[Saved data entries]
[start]
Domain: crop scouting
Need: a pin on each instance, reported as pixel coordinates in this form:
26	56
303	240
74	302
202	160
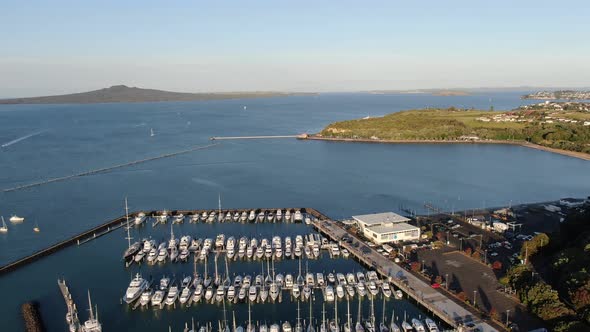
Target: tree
462	296
531	247
438	280
497	265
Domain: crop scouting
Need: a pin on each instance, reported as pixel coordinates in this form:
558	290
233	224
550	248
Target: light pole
507	316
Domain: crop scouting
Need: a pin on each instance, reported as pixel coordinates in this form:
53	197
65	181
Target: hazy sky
49	47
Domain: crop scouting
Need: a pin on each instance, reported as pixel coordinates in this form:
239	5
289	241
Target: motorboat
350	290
209	293
331	278
146	297
164	283
136	287
252	293
185	295
157	298
431	325
373	288
16	219
417	325
329	294
406	327
298	216
172	295
320	279
340	291
198	293
286	325
386	289
252	216
139	218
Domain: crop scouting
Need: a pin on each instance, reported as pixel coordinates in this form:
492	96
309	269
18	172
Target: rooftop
380	218
399	227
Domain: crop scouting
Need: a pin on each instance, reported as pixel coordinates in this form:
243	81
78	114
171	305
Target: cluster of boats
175	250
285	215
325	325
259	288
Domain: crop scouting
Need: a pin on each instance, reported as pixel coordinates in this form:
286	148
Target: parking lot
467	275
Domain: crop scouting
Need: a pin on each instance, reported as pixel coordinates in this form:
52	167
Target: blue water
335	178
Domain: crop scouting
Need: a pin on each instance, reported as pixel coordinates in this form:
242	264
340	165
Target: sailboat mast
127	217
90	307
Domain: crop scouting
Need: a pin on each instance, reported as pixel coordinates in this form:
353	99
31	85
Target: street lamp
507	316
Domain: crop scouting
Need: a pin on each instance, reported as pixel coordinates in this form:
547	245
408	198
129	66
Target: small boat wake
7	144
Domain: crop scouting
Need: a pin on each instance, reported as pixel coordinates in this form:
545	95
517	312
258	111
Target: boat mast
348	313
127	217
336	315
90	307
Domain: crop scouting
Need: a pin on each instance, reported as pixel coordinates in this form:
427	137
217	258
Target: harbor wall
117	223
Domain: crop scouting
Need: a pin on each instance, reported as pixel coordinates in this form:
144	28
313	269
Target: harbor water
337	179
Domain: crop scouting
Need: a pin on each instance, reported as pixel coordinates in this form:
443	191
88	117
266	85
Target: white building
387	227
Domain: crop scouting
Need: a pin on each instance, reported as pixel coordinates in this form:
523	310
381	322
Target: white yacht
139	218
252	216
329	294
16	219
431	325
298	216
92	324
418	326
157	298
172	295
145	297
136	287
4	228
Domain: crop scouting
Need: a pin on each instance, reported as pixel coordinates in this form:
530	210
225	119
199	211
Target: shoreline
573	154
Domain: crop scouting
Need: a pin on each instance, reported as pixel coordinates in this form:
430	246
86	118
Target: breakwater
105	169
32	318
117	223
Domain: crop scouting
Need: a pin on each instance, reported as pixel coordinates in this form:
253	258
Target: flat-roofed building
387	227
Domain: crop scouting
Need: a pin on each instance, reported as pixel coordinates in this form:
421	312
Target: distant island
434	92
562	127
560	94
125	94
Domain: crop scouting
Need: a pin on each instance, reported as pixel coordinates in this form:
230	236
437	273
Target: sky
50	47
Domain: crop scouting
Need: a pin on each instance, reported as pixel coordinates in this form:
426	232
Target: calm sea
337	179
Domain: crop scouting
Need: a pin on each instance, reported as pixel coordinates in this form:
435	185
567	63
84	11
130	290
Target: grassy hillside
538	126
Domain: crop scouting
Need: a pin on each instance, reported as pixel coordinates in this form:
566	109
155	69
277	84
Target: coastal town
560	94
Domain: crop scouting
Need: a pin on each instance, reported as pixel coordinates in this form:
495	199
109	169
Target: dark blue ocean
338	179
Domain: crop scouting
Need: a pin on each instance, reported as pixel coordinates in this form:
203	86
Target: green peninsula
563	126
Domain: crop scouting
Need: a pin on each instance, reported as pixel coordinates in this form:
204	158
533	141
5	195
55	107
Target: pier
221	138
112	225
434	301
105	169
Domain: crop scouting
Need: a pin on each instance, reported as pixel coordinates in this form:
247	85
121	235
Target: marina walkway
436	302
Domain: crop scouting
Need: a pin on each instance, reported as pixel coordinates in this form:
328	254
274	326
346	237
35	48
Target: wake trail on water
105	169
7	144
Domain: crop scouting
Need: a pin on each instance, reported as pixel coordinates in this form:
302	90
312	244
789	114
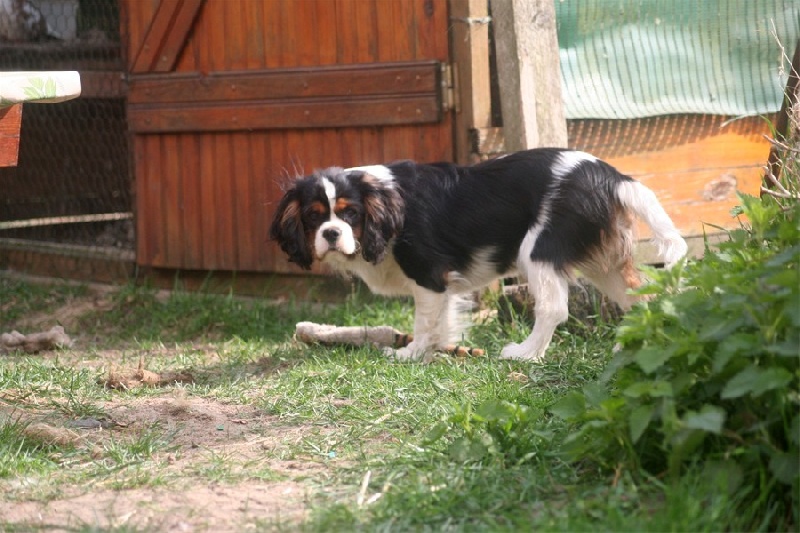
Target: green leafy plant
708	370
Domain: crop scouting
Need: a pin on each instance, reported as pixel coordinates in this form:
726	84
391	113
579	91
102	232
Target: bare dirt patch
200	432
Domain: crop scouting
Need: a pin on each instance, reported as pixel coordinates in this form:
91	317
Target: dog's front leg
431	323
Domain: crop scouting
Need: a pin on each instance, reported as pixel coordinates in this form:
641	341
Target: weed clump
708	372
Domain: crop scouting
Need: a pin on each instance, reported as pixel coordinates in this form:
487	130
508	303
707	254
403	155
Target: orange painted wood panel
10	125
688	161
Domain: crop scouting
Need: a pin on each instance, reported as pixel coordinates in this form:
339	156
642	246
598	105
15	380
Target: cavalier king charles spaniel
437	231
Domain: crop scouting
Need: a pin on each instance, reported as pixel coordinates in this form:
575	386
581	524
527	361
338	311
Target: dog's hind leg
432	323
550	290
616	282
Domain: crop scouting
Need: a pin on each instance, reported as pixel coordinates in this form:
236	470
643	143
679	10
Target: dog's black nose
331	235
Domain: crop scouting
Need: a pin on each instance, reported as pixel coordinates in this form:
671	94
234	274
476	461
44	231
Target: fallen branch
380	336
35	342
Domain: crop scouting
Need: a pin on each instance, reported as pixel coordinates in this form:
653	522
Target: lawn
264	433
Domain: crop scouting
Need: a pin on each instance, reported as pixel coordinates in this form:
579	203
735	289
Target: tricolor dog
437	231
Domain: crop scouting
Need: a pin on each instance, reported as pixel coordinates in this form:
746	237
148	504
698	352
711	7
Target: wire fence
70	193
637	60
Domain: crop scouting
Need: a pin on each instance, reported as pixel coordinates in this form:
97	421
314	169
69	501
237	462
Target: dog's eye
349	215
314	217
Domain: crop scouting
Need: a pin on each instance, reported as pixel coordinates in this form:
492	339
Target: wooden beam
277	114
530	74
10	123
782	123
167	35
352	96
469	38
385	79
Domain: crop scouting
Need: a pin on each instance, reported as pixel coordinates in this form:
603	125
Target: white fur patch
346	243
381	172
644	203
566	162
330	191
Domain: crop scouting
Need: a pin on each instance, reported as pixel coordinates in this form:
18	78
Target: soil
203	433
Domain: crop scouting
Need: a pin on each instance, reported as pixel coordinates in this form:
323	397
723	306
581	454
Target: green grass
362	423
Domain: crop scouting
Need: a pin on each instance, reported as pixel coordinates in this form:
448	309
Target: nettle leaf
651	358
653	389
710	418
789	348
639	419
718	328
786	256
595	393
736	344
794	430
756	381
740	384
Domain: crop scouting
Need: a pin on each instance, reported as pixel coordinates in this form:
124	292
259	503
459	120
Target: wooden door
229	99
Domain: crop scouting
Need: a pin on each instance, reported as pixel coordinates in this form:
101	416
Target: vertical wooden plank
210	226
366	31
235	35
171	199
252	16
530	74
346	43
470	52
10	125
326	31
191	208
272	34
224	185
216	36
151	236
242	176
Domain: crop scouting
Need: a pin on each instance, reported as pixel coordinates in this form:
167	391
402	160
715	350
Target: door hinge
449	92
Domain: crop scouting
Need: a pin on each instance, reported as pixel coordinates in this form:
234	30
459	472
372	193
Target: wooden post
469	23
529	73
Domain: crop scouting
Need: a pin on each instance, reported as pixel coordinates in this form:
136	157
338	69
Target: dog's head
337	213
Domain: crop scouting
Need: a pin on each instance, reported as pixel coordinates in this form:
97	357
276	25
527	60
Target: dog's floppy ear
288	231
383	217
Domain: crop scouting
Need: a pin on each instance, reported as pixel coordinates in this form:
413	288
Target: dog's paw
519	352
409	354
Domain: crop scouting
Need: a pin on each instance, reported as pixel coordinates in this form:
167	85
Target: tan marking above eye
341	205
318	207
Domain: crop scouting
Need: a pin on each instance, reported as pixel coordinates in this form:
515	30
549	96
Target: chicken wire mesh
70	193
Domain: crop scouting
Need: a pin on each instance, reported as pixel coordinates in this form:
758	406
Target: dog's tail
642	201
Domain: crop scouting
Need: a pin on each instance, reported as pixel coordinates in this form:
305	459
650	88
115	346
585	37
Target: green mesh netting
640	58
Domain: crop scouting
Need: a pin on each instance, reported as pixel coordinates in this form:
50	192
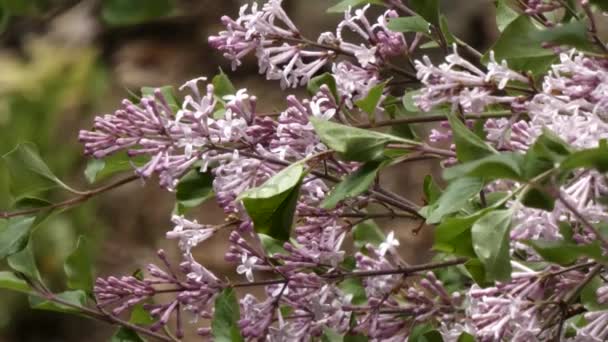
[end]
— YOUR INSTRUCTIONS —
Collect each line of the entries above that contains the word "building", and copy every such line in full.

— THE COMPLETED TASK —
Target: white building
Target: flat-roofed building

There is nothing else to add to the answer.